**What is expected**
Recast the entries that follow as a numbered list with one line per item, leaving out any blank lines.

--- Start of Exercise input ---

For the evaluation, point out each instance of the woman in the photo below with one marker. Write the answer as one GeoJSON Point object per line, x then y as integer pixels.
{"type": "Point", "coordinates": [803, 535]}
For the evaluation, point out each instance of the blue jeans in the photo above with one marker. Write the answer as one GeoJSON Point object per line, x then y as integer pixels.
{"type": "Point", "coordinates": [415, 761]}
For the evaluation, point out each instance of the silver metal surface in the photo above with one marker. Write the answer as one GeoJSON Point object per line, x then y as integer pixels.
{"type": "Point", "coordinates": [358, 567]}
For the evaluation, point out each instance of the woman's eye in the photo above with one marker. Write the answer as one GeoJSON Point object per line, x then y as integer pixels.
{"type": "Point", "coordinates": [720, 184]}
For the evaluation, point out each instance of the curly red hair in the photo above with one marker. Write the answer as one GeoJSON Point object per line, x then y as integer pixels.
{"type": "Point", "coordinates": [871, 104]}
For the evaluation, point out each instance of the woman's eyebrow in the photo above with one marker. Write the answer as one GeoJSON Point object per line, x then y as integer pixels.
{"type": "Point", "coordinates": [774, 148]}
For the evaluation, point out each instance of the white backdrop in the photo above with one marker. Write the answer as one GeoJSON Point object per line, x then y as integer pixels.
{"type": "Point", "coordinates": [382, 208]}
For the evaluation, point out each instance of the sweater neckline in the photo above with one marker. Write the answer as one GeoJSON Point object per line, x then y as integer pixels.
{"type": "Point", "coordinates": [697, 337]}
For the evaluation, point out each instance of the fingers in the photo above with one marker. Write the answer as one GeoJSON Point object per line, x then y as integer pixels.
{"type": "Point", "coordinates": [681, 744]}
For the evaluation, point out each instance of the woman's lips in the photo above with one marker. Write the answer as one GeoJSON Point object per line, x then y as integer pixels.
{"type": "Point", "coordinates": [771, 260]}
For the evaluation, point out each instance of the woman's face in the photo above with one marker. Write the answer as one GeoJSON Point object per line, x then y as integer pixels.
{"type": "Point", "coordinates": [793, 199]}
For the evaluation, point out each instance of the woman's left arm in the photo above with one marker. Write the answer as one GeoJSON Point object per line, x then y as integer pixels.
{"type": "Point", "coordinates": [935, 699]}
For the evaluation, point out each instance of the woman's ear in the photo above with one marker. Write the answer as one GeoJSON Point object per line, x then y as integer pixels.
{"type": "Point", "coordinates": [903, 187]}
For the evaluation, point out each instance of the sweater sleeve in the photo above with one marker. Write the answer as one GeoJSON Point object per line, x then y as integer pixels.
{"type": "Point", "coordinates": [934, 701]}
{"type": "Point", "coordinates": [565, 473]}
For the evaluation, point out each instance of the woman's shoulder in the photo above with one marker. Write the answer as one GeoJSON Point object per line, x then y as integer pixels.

--- End of Exercise input ---

**Correct result**
1. For the evaluation, point out each instance of the woman in the photo below with one marker. Write the answer as one GeoJSON Point object per line, x then y as integer pixels.
2. {"type": "Point", "coordinates": [803, 535]}
3. For the evaluation, point out each instance of the blue jeans in the photo above with one marker. Write the answer as one GeoJSON Point object per line, x then y as integer pixels.
4. {"type": "Point", "coordinates": [415, 761]}
5. For the evaluation, point out each instance of the silver metal surface in the photo above with one marker. Write the answer as one GeoJSON Point object per line, x then y as integer pixels.
6. {"type": "Point", "coordinates": [358, 567]}
7. For the evaluation, point out each instance of the woman's eye in the photo above with one marker. Write the answer as one GeoJSON Point object per line, x then y as integer pixels.
8. {"type": "Point", "coordinates": [720, 184]}
9. For the evaluation, point out each instance of the curly red hair in the photo above with one marker. Write the answer as one GeoJSON Point object per line, x then y as integer pixels.
10. {"type": "Point", "coordinates": [871, 104]}
11. For the evaluation, point out each instance of the woman's eyebrow in the photo above with one marker. Write the answer as one GeoJSON Point object per line, x then y as integer pixels.
12. {"type": "Point", "coordinates": [774, 148]}
13. For the evaluation, point out each instance of the white backdrop in the photo above with one marker. Write the answer as one GeoJSON Point object per line, x then y as integer pixels.
14. {"type": "Point", "coordinates": [382, 208]}
15. For the evaluation, point out each instance of the sweater neckline in the photo above with one marker. Write the answer as one GeoJSON Point object per line, x then y as integer pixels.
16. {"type": "Point", "coordinates": [697, 337]}
17. For the evaluation, point out each instance of the fingers in the photo above with one marker. Write the answer as one GeoJSON Point object per line, x then y as integer pixels.
18. {"type": "Point", "coordinates": [681, 744]}
19. For the evaluation, point out each instance of the woman's lips in the photo above with one marker. Write the answer as one GeoJSON Point object per line, x then y as integer pixels.
20. {"type": "Point", "coordinates": [771, 260]}
21. For the evaluation, point out each instance of the woman's face in the photo above with one marker. Write the answer as one GeoJSON Point object per line, x then y as integer pixels.
22. {"type": "Point", "coordinates": [793, 199]}
23. For the evaluation, point out each instance of the woman's left arm in the photo above with one marker. Write the answer as one GeoJSON Point object per line, x then y as integer pixels.
24. {"type": "Point", "coordinates": [935, 699]}
25. For the evaluation, point out each instance of the woman's ear in the photo above with one marker. Write the answer as one GeoJSON Point object per line, x then y as integer pixels.
26. {"type": "Point", "coordinates": [903, 187]}
27. For the evaluation, point out each instance of the sweater sleeve in the photo above with one marker. Write the answer as one GeoJSON Point object per line, x then y as integer pixels.
28. {"type": "Point", "coordinates": [934, 701]}
29. {"type": "Point", "coordinates": [565, 473]}
30. For the evaluation, point out each instance of the woman's shoulder in the photo above with one marker. Write the answer as one GeoJSON Point object per line, x then y as integer pixels.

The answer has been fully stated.